# GIVEN TASK:
Translate this sentence from the forum thread below into Spanish: "This was a case of rare error handling having unintended side effects."

That's why I was posting this. Many people think that because of the Kerckhoff principle you should always disclose everything. But obscurity is not always a bad thing and it can be part of the obfuscation here. Although here it was indeed a good thing since admins are gonna up the cost of their kdf following advice from the community.

Shit happens, we're all human. All you can do is learn from it. Thanks for setting up that dedicated reporting address, and for being transparent about the incident.

I was pretty amused to see the notification come across my email...I never get to part of the fun hacks, and also, I randomize my password to make it hard to log back in (without searching for the text file I've buried it in) when I've logged back out...so no big loss. I know the email asked us to not say anything about it until everyone was properly notified but I was pretty surprised no one blurted it out anyway, this being HN and the lively discussions we have about hack incidents.

This is a perfect example of how security venerabilities should be disclosed.

• Quickly • Transparently • With a fix already in place

I was one of the lucky users. I was on the road (coming back from a family funeral in rural Kansas) at the time the email was sent, so I was barely on my cell phone network enough to see the email, and wasn't near my desktop computer where I usually do all my password changes. But I only use my password for any given site on that site itself, and I have now reset my Hacker News password, so all's well that ends well. Thanks to the HN team for fixing the bug and for notifying the users affected by the bug.

Just wanted to thank the HN team for a responsible disclosure.

It's never fun to be on the receiving end of these e-mails, but the HN leak e-mail was the most responsible data-leak notification I've received.

Thanks for being professional and responsible!

So why was that data pushed "randomly" into the updates queue? Or put another way why was it random rather than happening all of the time?

Had it happened in all cases, I'd have noticed it (I hope!) before pushing it to the live site.

This was a case of rare error handling having unintended side effects. The profiles were only published in one very unlikely case.

> The profiles were only published in one very unlikely case

Can you comment on what this case was? I'm just curious.

Why are password hashes available via public API at all? Email addresses too?

Because we made a mistake that is now fixed? It was definitely not intentional.

ok. the way you worded it, it sounded like the mistake was the publishing of the info, not that certain info was made available via the api. i was questioning why certain data would be available via the api, but it appears it was only available during error.

> it appears it was only available during error

Yes, for two different meanings of "error". I wonder if this ambiguity is part of what was confusing, so let me disambiguate.

There was a programming error in some error-handling code. If that makes sense, you can skip the following.

The first kind of error was a bug in our code. The API code is never supposed to send info to Firebase that you couldn't get by scraping the public website. Unfortunately, we wrote a line of code that (in a totally non-obvious way, which is why it got past both testing and code review) broke this rule.

# RECORDS:
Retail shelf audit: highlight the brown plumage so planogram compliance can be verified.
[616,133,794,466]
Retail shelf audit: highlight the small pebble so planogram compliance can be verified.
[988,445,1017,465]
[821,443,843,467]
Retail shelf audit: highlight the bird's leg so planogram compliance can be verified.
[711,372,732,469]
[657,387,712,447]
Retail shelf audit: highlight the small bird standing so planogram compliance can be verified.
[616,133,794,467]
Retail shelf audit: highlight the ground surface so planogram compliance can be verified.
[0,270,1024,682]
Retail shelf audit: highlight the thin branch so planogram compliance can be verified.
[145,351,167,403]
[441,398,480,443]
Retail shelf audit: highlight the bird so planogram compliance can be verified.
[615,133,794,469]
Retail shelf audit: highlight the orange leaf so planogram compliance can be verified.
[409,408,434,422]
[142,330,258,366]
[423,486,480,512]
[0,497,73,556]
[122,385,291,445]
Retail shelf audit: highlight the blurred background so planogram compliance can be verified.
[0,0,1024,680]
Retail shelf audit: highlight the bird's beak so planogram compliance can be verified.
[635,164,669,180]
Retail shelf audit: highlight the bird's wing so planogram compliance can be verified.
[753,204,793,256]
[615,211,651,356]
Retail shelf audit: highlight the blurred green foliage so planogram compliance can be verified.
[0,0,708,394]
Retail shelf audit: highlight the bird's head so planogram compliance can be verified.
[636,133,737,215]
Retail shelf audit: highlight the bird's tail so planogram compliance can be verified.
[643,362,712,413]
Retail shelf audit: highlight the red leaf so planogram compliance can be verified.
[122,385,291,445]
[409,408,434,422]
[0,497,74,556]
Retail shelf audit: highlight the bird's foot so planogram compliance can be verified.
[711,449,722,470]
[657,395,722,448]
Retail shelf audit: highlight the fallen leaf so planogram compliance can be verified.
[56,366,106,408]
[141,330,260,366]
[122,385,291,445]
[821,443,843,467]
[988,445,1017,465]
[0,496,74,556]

...

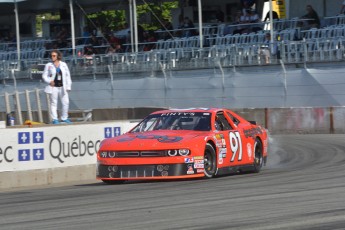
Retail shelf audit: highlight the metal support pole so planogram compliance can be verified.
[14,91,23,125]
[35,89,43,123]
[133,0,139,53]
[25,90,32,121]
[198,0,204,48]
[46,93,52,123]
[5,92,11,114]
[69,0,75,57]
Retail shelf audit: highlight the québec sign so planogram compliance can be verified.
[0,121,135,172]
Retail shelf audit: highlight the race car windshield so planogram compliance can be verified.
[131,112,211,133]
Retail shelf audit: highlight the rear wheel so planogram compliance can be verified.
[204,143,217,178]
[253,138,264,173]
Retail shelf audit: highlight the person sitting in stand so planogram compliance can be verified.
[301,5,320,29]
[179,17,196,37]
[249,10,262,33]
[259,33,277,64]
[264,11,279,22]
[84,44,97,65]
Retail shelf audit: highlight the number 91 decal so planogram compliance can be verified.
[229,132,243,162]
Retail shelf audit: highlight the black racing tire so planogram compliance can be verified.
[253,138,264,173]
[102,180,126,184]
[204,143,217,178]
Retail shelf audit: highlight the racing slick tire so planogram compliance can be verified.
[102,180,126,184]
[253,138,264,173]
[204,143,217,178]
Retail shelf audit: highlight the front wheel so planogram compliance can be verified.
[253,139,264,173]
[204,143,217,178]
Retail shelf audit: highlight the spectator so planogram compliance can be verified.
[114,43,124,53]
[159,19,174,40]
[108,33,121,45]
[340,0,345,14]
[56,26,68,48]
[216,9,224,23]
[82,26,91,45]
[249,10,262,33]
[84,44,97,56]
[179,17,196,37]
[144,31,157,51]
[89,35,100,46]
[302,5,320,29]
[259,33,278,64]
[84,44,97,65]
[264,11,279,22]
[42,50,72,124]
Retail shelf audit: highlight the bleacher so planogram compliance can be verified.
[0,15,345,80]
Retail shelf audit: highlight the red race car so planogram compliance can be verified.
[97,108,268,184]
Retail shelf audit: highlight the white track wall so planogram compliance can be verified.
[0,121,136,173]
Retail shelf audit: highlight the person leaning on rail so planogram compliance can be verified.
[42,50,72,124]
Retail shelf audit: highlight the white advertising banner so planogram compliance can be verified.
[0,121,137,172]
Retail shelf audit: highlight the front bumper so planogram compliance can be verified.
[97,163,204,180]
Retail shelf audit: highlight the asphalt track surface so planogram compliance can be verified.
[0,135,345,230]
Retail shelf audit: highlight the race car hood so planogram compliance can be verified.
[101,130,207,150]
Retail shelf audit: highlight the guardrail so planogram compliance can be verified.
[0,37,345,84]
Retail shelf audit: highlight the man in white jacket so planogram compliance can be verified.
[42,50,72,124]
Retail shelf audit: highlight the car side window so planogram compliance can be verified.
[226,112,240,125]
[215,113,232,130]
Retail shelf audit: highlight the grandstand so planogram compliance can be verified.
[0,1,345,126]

# WRITTEN SOLUTION:
Este fue un caso de un manejo de errores poco común que tuvo efectos secundarios no deseados.